- [TO BE DONE]:
1. In the boxcar thread, which model scales does Dwight Ennis suggest also offering cars for?
2. Sum up the boxcar thread in three sentences.

- [TEXT SHOWN]:
-=-=-=-=-

# Starting over on the 24' Carter bothers boxcar with questions



## HampshireCountyNarrowGage (Apr 4, 2012)

Hello everybody,

Well it's been two years since I anounced that Deerfield River Laser was going to cut a 24' Carter Brothers boxcar kit for me. Well after two years of having nothing to show for my money except a box full of over size pieces of wood, I called him on it. He hasn't done a single thing on it since my meeting with him last summer so I pulled the plug. The only good thing is he says he'll return my money.

So now what to do? I've started thinking about buying my own laser cutter and cutting the car myself. I'm also thinking about starting a cutting company. I can do the design work and drawings needed for it to work as I was a mechanical designer before my forced retirement. I'd like to have a company that I can suppy cutting services for individuals at a very reasonable cost. But and this is *BIG* but, is there enough work out there to help pay for it. I'm not looking to get rich with this adventure, enough to pay for the cutter and then some pocket money. My first project would be the boxcar followed by a 24' Carter flat car. Both cars would use parts and trucks from Hartford Large Scale Products by Ozark Miniatures.

So my question to all of you is, What would you do? Do you think there is enough work out there to support the cutter? There aren't many laser cutting companies out there doing large scale which leads me to believe there isn't that much interest and work. I'm on the fence about this and could use some advice. Be honest about this and don't worry about busting a dream.

Thanks​


----------



## Dwight Ennis (Jan 2, 2008)

I've had the same experience with Deerfield River. Lots of promises, but zero results. Luckily, I've never sent them any money, Hope you get yours back.

My attitude as to the rest is, nothing ventured, nothing gained. If you do good work and provide good service, odds are you'll slowly build a clientele. Stan has made himself the "go to guy" for decals by doing just that. 

Since large scale is a small market, I'd recommend you also provide cars for the HOn3, On30, and On3 crowds. Once you draw something on CAD, scaling it is a snap, and you'll greatly increase the number of potential customers.

Micro-Mark just brought out *their first laser cutter* btw. Check it out.


----------



## CliffyJ (Apr 29, 2009)

Chester, that's great that are you comfortable doing the design / drafting work needed for the patterns. 

Before spending the $$ for the cutter though, you might want to consider doing your pattern drawings first, and having them cut by a service like Ponoko or LaserAlliance or a firm local to you. That way you can gauge the processes start-to-finish, and decide then if it's worth the laser purchase.

-=-=-=-=-

- [DATA EXCERPTS]:

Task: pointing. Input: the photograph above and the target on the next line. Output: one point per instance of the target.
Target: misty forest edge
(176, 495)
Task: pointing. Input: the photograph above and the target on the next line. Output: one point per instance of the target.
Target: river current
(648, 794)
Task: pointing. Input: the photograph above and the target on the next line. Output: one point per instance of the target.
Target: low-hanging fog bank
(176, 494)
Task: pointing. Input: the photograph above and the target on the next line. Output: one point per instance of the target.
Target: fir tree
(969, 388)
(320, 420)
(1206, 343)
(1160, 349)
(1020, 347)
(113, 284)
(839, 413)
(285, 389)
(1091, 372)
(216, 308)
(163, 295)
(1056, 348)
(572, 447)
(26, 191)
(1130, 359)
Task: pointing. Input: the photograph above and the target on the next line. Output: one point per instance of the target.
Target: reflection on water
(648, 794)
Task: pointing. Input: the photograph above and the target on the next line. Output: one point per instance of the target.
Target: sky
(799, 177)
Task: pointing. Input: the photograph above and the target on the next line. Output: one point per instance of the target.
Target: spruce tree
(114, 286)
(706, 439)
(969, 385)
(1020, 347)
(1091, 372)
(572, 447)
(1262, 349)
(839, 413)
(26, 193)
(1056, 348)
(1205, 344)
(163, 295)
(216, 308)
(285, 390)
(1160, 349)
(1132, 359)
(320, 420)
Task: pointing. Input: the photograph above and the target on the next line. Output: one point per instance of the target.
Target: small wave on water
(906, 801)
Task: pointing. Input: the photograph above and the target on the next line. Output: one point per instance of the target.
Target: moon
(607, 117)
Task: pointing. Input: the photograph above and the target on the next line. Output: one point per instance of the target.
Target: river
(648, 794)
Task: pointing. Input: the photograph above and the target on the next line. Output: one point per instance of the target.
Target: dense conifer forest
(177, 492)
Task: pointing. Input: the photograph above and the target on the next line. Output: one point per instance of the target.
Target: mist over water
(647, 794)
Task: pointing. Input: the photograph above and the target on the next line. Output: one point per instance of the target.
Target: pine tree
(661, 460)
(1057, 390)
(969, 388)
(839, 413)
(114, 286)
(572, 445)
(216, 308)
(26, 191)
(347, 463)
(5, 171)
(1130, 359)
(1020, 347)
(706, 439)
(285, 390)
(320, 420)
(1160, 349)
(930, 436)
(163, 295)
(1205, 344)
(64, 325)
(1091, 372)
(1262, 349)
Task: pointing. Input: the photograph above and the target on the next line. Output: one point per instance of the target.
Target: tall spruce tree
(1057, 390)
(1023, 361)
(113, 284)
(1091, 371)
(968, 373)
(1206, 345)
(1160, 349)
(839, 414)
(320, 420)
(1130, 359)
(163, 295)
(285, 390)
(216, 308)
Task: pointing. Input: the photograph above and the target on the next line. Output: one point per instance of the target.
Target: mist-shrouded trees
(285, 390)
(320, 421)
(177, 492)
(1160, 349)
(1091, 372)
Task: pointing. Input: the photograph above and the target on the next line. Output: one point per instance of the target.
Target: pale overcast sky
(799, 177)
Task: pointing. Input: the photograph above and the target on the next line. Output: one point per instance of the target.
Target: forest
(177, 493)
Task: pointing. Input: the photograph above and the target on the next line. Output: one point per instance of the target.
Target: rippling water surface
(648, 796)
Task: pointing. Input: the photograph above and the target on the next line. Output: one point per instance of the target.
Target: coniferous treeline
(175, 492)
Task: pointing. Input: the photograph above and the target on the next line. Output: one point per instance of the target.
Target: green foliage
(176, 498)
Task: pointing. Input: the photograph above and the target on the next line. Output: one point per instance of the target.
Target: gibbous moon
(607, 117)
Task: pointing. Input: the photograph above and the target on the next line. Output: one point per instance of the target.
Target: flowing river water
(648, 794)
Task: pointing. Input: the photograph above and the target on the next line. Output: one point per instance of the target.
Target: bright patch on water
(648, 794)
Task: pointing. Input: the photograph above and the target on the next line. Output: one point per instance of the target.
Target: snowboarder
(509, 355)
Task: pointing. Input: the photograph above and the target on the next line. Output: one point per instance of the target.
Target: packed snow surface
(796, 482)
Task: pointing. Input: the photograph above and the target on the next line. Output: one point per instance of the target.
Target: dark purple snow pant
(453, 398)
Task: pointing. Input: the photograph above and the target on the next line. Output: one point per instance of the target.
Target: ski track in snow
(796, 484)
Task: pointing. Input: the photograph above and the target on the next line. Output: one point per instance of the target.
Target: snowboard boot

-=-=-=-=-

- [RESULTS FOR THE EXERCISE]:
1. HOn3, On30, and On3

2. HampshireCountyNarrowGage ended a two-year wait on Deerfield River Laser to cut a 24' Carter Brothers boxcar kit and is now weighing buying a laser cutter, possibly to start a cutting service, while asking whether there is enough large scale work to pay for it. Dwight Ennis reports the same lack of results from Deerfield River, says "nothing ventured, nothing gained," and suggests also offering cars for HOn3, On30, and On3 to reach more customers. CliffyJ advises drawing the patterns first and having them cut by a service such as Ponoko or LaserAlliance to judge the process before buying a cutter.